• Dataset extract:
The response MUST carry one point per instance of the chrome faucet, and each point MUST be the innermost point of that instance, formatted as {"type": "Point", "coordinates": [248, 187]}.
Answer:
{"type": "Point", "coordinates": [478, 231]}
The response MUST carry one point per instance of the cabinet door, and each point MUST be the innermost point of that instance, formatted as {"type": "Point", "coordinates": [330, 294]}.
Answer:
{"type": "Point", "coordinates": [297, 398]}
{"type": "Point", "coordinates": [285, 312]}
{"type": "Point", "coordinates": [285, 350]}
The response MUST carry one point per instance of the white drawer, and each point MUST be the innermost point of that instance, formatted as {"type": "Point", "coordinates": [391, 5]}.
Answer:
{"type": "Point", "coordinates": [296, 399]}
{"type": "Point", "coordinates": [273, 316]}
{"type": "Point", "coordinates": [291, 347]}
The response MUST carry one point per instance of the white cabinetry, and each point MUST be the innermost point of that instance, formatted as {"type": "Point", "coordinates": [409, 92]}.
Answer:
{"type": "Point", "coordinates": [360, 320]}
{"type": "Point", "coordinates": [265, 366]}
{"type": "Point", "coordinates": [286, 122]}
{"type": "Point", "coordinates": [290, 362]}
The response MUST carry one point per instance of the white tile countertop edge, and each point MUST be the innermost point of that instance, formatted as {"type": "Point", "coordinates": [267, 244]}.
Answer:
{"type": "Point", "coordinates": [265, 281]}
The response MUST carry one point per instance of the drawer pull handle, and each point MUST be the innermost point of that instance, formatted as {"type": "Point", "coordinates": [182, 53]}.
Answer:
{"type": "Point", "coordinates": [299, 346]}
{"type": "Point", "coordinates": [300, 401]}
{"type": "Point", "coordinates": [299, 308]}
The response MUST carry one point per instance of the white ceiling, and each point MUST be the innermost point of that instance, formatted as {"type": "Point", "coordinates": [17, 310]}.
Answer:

• What to work on: Copy the records above exactly, beginning at the line that contains "the white tile" and stopping after the line that contains "The response MUST carry one point per instance of the drawer".

• Exercise output:
The response MUST carry one point per instance of the white tile countertop edge, and each point MUST be the innermost point of that instance, formatted as {"type": "Point", "coordinates": [267, 244]}.
Answer:
{"type": "Point", "coordinates": [265, 281]}
The response MUST carry one point per instance of the drawer pull handle, and each point MUST be the innermost point of that instance, formatted as {"type": "Point", "coordinates": [182, 53]}.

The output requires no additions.